TASK PROMPT:
Change every "Query" to "Label" in the lines from the first one through the line containing "point(98, 85)", inclusive, and give those lines again with nothing else altered. Leave the pictures out.

RECORD SET:
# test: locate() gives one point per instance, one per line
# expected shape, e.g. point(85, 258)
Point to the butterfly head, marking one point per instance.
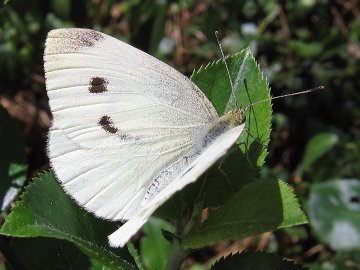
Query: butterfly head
point(236, 117)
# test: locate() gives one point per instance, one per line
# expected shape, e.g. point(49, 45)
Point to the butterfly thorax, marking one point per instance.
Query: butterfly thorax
point(236, 117)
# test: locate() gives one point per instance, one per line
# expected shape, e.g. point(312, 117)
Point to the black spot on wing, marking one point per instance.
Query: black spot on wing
point(107, 124)
point(98, 85)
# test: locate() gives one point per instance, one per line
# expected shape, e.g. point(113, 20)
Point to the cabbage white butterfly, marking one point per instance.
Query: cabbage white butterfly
point(128, 130)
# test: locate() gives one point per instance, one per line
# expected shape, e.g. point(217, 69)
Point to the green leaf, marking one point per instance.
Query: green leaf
point(46, 253)
point(13, 167)
point(135, 254)
point(240, 167)
point(258, 207)
point(317, 147)
point(45, 210)
point(334, 213)
point(234, 170)
point(155, 249)
point(255, 261)
point(250, 86)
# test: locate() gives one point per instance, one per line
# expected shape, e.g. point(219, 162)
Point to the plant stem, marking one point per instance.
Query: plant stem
point(177, 257)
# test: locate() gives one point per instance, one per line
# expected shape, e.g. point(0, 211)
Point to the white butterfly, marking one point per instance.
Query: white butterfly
point(128, 131)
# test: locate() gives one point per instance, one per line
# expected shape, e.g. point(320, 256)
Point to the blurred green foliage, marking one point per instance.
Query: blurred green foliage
point(299, 45)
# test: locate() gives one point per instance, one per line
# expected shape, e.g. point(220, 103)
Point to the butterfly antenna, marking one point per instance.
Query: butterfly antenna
point(288, 95)
point(227, 68)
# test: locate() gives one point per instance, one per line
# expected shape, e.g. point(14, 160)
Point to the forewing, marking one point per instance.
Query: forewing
point(215, 151)
point(120, 116)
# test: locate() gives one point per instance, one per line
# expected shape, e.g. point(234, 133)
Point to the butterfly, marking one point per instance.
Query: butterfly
point(128, 130)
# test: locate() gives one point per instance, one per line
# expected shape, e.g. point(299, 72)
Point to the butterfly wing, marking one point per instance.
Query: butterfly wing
point(214, 152)
point(120, 117)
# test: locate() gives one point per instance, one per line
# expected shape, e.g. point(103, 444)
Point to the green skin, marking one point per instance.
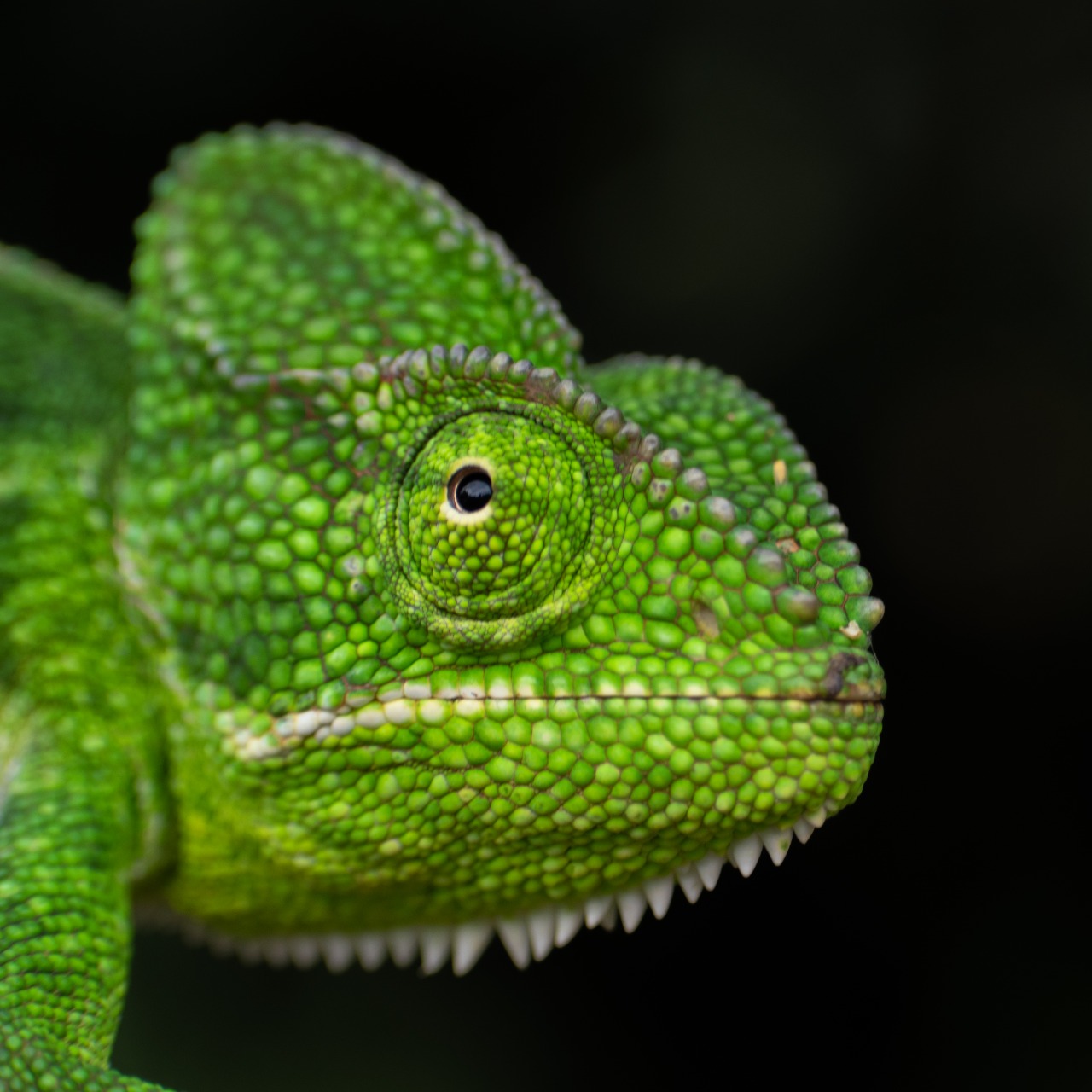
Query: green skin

REPLY TO THE EXERCISE:
# test: locate() gives one point per instance, one per line
# expected shape, e.g. point(85, 258)
Point to the butterfly head, marking one point per instance.
Label: butterfly head
point(236, 117)
# test: locate() gives one point per instance, one per line
# expected shape, e.g. point(49, 45)
Point to the butterfly thorax, marking one point per instance.
Label: butterfly thorax
point(236, 117)
# test: locate() gives one point per instance, one per line
# expected shape, e.g. point(312, 117)
Point to the black spot on wing, marking one point per instance.
Label: black spot on wing
point(107, 124)
point(98, 85)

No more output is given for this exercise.